§ Activity: The required output is the exact run of lines below that opens at the line with "negative clicks: (212, 163)" and closes at the line with "418L546 412L635 414L636".
____________
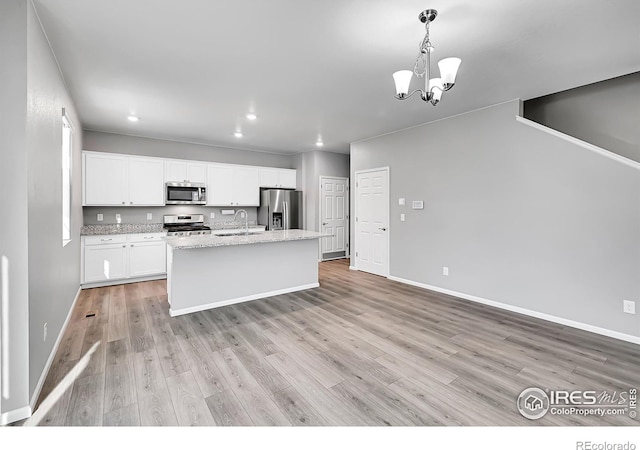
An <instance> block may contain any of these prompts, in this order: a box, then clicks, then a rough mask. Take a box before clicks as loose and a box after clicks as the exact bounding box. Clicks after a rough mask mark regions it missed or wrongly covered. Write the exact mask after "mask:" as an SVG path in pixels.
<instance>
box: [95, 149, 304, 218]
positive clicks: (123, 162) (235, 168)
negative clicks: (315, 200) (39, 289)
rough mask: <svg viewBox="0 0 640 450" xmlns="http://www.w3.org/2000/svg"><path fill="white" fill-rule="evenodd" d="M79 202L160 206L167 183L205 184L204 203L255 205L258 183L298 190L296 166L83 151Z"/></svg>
mask: <svg viewBox="0 0 640 450" xmlns="http://www.w3.org/2000/svg"><path fill="white" fill-rule="evenodd" d="M82 167H83V173H82V205H83V206H164V195H165V192H164V191H165V183H167V182H172V181H173V182H185V181H187V182H191V183H205V185H206V187H207V205H208V206H259V205H260V188H261V187H269V188H283V189H296V171H295V170H294V169H278V168H273V167H257V166H241V165H235V164H210V163H206V162H202V161H187V160H179V159H167V158H153V157H148V156H133V155H120V154H113V153H101V152H90V151H84V152H82Z"/></svg>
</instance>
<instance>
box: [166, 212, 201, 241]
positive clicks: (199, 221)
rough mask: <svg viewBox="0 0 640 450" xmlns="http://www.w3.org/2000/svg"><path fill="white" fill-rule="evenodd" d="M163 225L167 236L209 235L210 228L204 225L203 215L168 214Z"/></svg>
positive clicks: (192, 214)
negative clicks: (165, 230)
mask: <svg viewBox="0 0 640 450" xmlns="http://www.w3.org/2000/svg"><path fill="white" fill-rule="evenodd" d="M163 223H164V229H165V230H167V236H195V235H202V234H211V228H209V227H208V226H206V225H205V224H204V215H203V214H168V215H165V216H164V219H163Z"/></svg>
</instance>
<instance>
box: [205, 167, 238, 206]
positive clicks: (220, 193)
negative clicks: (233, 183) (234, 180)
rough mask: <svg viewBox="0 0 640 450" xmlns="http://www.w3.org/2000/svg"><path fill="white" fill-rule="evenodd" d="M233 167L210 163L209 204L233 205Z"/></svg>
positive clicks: (228, 205)
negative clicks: (212, 163)
mask: <svg viewBox="0 0 640 450" xmlns="http://www.w3.org/2000/svg"><path fill="white" fill-rule="evenodd" d="M232 189H233V167H232V166H222V165H220V166H218V165H213V164H210V165H209V166H208V167H207V205H209V206H231V202H232Z"/></svg>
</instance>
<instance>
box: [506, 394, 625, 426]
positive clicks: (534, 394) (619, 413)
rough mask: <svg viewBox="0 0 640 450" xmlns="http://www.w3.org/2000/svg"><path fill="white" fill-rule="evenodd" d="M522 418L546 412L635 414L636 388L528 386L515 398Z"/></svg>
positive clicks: (565, 413)
mask: <svg viewBox="0 0 640 450" xmlns="http://www.w3.org/2000/svg"><path fill="white" fill-rule="evenodd" d="M516 404H517V407H518V411H520V414H522V416H523V417H526V418H527V419H530V420H536V419H540V418H542V417H544V416H545V415H546V414H552V415H557V416H563V415H581V416H598V417H604V416H621V415H628V416H629V417H631V418H632V419H635V418H636V417H637V405H638V390H637V389H636V388H631V389H629V390H627V391H620V392H618V391H611V392H609V391H582V390H573V391H567V390H550V389H546V390H542V389H540V388H537V387H530V388H527V389H525V390H524V391H522V392H521V393H520V395H519V396H518V399H517V401H516Z"/></svg>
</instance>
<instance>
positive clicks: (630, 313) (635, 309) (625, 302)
mask: <svg viewBox="0 0 640 450" xmlns="http://www.w3.org/2000/svg"><path fill="white" fill-rule="evenodd" d="M622 310H623V311H624V312H626V313H627V314H635V313H636V302H632V301H631V300H622Z"/></svg>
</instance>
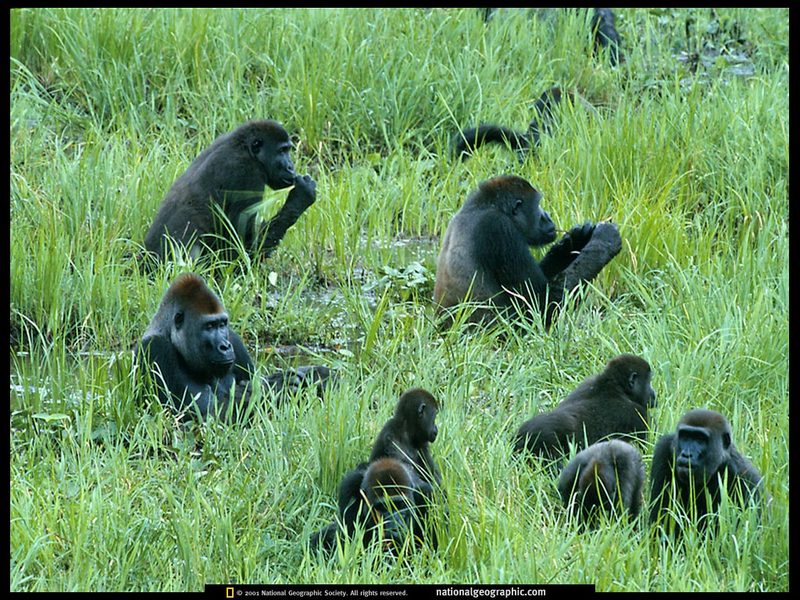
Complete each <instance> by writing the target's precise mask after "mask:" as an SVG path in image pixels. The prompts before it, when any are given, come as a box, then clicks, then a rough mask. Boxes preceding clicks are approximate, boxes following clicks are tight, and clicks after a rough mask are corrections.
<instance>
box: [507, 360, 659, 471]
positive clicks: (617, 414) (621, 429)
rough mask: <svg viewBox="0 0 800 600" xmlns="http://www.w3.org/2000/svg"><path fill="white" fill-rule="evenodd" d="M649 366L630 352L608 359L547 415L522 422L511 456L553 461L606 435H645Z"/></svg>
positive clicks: (546, 413) (599, 438)
mask: <svg viewBox="0 0 800 600" xmlns="http://www.w3.org/2000/svg"><path fill="white" fill-rule="evenodd" d="M651 379H652V371H651V370H650V365H649V364H648V363H647V361H645V360H644V359H642V358H639V357H638V356H634V355H633V354H621V355H619V356H617V357H615V358H613V359H611V360H610V361H609V362H608V364H607V365H606V368H605V369H604V370H603V372H602V373H600V374H599V375H593V376H591V377H588V378H586V379H585V380H583V382H581V384H580V385H579V386H578V387H577V388H576V389H575V390H574V391H572V392H571V393H570V394H569V396H567V397H566V398H565V399H564V400H563V401H562V402H561V403H560V404H559V405H558V406H556V407H555V408H554V409H553V410H552V411H550V412H545V413H541V414H539V415H536V416H535V417H533V418H532V419H529V420H527V421H525V422H524V423H523V424H522V425H521V426H520V428H519V430H518V431H517V436H516V441H515V444H514V451H515V452H523V451H529V452H532V453H533V454H536V455H540V456H545V457H547V458H557V457H559V456H561V455H563V454H565V453H566V452H568V451H569V443H570V442H573V443H574V444H575V445H576V446H577V447H578V448H583V447H584V446H585V445H591V444H594V443H595V442H597V441H600V440H601V439H603V438H605V437H607V436H626V435H633V436H636V437H638V438H639V439H644V437H645V435H646V433H647V407H648V406H655V402H656V393H655V391H654V390H653V388H652V386H651V385H650V381H651Z"/></svg>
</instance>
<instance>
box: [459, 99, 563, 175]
mask: <svg viewBox="0 0 800 600" xmlns="http://www.w3.org/2000/svg"><path fill="white" fill-rule="evenodd" d="M562 97H566V98H567V99H569V100H570V101H572V100H573V94H572V93H571V92H563V93H562V91H561V88H558V87H553V88H550V89H549V90H546V91H545V92H544V93H542V95H541V96H540V97H539V99H538V100H537V101H536V103H535V104H534V105H533V113H534V116H533V118H532V119H531V122H530V123H529V124H528V130H527V131H517V130H516V129H511V128H509V127H504V126H502V125H492V124H483V125H479V126H478V127H470V128H469V129H465V130H464V131H461V132H458V133H456V134H455V135H454V136H453V138H452V139H451V140H450V145H451V147H452V149H453V155H454V156H455V157H456V158H460V159H462V160H463V159H467V158H469V156H470V154H472V153H473V152H474V151H475V150H477V149H478V148H480V147H481V146H483V145H484V144H505V145H507V146H508V147H509V148H510V149H511V150H512V151H514V152H516V154H517V157H518V158H519V160H520V162H524V160H525V155H526V153H527V152H529V151H533V150H534V149H535V148H536V147H537V146H538V145H539V138H540V137H541V135H542V134H543V133H547V134H550V132H551V131H552V127H553V124H554V121H555V118H554V109H555V107H556V105H558V104H559V103H560V102H561V99H562Z"/></svg>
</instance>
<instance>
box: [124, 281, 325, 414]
mask: <svg viewBox="0 0 800 600" xmlns="http://www.w3.org/2000/svg"><path fill="white" fill-rule="evenodd" d="M136 362H137V364H139V365H140V366H143V367H144V368H145V369H146V370H147V373H148V374H149V375H151V376H152V377H153V378H154V381H155V383H156V389H157V393H158V398H159V400H160V401H161V403H162V404H163V405H164V406H167V407H169V408H172V409H173V410H174V411H175V412H176V413H178V415H180V417H181V418H186V417H187V416H195V417H199V418H201V419H205V418H206V417H208V416H211V415H214V416H217V417H220V418H222V419H225V420H236V419H238V418H239V417H240V416H241V415H242V414H243V413H245V412H246V410H245V409H246V408H247V405H248V402H249V398H250V391H251V390H250V380H251V377H252V374H253V372H254V370H255V367H254V365H253V361H252V359H251V358H250V354H249V353H248V352H247V349H246V348H245V347H244V344H243V343H242V339H241V338H240V337H239V335H238V334H237V333H236V332H235V331H233V330H232V329H230V327H229V325H228V313H226V312H225V308H224V306H223V305H222V302H221V301H220V299H219V298H218V297H217V295H216V294H215V293H214V292H212V291H211V289H209V287H208V286H207V285H206V283H205V282H204V281H203V280H202V279H201V278H200V277H198V276H197V275H194V274H191V273H184V274H183V275H180V276H178V277H177V278H176V279H175V281H174V282H173V283H172V285H170V287H169V289H168V290H167V291H166V293H165V294H164V298H163V299H162V300H161V304H160V305H159V307H158V311H157V312H156V314H155V316H154V317H153V319H152V320H151V321H150V325H149V326H148V327H147V330H146V331H145V333H144V335H143V336H142V340H141V342H140V344H139V346H138V348H137V356H136ZM330 378H331V372H330V370H329V369H328V368H327V367H322V366H304V367H300V368H298V369H296V370H294V369H290V370H287V371H282V372H279V373H276V374H273V375H270V376H269V377H266V378H265V379H264V384H265V385H266V386H267V387H269V388H271V389H272V390H273V391H274V392H275V393H277V394H281V395H283V394H286V393H288V392H290V391H292V390H293V389H296V388H297V387H298V386H302V385H317V386H318V391H319V390H321V388H322V387H323V386H324V385H326V384H327V382H328V380H329V379H330Z"/></svg>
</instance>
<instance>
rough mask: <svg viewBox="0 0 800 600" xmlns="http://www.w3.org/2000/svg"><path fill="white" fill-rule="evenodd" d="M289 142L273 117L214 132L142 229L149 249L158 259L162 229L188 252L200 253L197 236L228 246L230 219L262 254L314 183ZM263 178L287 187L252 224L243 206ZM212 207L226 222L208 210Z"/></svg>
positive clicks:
____________
§ Result below:
negative clicks: (212, 163)
mask: <svg viewBox="0 0 640 450" xmlns="http://www.w3.org/2000/svg"><path fill="white" fill-rule="evenodd" d="M232 189H233V167H232V166H222V165H220V166H218V165H213V164H210V165H209V166H208V167H207V205H209V206H231V202H232Z"/></svg>
</instance>
<instance>
box: [506, 394, 625, 426]
positive clicks: (534, 394) (619, 413)
rough mask: <svg viewBox="0 0 640 450" xmlns="http://www.w3.org/2000/svg"><path fill="white" fill-rule="evenodd" d="M522 418L546 412L635 414L636 388L528 386L515 398Z"/></svg>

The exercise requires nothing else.